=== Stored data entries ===
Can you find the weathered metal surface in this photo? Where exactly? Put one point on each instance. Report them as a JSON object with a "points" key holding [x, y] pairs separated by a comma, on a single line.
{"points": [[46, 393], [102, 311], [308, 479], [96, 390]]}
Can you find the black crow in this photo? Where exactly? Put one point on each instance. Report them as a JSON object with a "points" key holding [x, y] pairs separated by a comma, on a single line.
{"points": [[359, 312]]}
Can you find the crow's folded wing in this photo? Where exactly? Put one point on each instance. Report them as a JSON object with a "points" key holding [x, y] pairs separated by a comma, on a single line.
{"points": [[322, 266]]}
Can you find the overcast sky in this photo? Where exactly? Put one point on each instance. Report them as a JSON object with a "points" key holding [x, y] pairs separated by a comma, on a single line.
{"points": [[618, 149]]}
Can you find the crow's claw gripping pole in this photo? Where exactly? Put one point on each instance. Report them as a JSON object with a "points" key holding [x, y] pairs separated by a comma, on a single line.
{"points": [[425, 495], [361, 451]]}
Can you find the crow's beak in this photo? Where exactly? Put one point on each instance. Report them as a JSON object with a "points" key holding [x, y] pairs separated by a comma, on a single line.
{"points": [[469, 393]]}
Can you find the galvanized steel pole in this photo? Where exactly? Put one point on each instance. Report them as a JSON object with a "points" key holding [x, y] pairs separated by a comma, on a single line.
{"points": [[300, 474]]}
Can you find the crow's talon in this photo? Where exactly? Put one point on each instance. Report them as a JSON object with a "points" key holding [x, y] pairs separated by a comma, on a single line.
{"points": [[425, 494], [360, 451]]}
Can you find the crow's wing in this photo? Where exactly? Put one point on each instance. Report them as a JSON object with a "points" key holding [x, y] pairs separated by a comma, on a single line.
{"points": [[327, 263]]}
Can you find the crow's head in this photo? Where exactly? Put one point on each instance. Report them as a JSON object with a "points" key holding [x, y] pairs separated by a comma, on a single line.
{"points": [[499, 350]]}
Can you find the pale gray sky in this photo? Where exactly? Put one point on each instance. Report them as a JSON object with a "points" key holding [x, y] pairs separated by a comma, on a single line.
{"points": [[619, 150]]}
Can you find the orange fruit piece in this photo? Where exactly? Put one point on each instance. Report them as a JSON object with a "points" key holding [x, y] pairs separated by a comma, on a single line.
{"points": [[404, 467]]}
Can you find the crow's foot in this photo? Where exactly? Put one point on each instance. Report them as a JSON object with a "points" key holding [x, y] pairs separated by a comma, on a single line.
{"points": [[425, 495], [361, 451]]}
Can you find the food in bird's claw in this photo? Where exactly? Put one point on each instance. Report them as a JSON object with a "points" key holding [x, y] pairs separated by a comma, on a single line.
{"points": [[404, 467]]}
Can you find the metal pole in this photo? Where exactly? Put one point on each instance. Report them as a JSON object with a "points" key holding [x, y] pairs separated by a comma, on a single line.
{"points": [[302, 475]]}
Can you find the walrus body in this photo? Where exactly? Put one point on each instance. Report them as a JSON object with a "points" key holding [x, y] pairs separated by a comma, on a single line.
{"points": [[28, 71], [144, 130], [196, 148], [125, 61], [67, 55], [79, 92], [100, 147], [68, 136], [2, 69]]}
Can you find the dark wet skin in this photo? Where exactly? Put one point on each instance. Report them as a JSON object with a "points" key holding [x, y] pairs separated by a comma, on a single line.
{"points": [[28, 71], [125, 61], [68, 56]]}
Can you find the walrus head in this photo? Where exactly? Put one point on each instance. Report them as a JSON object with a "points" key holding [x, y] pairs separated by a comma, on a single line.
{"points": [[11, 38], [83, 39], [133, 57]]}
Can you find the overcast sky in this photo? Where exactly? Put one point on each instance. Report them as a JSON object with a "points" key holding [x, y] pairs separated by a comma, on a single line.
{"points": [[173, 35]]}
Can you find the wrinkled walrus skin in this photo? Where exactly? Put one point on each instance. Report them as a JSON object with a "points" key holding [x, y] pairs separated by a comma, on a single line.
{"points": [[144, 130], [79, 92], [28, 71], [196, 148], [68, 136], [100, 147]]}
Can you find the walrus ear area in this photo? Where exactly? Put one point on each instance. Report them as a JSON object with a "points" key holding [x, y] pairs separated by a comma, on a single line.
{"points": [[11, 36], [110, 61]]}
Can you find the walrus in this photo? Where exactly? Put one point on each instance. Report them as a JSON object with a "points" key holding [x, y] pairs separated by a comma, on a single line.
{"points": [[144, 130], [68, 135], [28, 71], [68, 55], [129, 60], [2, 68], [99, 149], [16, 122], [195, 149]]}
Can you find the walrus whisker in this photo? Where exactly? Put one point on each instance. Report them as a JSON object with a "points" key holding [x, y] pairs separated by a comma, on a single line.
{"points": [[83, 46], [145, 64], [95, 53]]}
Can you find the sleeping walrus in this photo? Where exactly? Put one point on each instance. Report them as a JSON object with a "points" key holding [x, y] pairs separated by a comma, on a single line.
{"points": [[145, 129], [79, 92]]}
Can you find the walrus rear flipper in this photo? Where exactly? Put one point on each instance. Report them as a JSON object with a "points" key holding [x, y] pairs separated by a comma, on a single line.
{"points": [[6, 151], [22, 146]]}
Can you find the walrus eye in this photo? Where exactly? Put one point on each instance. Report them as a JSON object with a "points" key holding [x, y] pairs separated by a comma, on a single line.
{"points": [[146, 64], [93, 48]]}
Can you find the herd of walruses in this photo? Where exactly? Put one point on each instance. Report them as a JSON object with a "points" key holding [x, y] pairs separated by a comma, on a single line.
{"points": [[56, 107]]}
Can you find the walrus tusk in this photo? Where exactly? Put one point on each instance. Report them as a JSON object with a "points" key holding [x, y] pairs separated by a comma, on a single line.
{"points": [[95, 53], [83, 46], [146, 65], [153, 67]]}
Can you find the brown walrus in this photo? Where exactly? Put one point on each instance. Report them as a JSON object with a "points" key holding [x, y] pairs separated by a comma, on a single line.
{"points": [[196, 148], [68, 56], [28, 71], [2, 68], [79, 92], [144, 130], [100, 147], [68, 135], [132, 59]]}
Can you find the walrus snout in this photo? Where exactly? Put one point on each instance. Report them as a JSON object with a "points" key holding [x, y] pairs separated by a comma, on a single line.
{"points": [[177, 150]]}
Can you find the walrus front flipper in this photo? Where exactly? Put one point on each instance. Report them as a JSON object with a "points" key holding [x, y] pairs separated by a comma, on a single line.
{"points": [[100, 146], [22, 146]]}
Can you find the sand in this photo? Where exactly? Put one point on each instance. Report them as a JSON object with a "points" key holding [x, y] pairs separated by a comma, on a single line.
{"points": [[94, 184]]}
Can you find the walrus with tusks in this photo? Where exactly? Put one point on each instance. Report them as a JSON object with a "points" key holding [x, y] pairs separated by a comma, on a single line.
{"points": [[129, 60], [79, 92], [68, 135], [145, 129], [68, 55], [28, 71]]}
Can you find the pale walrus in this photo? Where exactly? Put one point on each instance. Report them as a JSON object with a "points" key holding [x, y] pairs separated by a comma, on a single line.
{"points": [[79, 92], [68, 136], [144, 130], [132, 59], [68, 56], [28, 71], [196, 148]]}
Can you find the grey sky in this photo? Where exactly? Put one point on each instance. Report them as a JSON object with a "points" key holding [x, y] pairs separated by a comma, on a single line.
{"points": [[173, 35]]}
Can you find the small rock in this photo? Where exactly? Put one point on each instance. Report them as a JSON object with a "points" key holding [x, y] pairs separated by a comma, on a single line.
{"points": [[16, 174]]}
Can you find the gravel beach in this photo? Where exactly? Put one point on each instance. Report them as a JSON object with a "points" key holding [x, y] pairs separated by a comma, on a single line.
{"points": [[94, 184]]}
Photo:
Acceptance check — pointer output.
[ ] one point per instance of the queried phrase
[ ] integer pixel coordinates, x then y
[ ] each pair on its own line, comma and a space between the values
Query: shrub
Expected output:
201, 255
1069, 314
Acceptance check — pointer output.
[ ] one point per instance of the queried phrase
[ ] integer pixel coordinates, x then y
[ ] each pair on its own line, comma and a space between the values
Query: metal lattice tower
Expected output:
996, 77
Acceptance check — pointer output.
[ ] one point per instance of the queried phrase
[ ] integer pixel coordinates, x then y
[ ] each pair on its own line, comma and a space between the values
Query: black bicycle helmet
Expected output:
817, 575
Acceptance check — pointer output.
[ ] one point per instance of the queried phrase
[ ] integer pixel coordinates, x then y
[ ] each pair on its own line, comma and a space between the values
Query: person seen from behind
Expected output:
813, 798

=== WORK REQUIRED ===
Every line in the data above that contains the word "Query" counts; report how many there are and nothing more.

=== TASK RESULT ===
4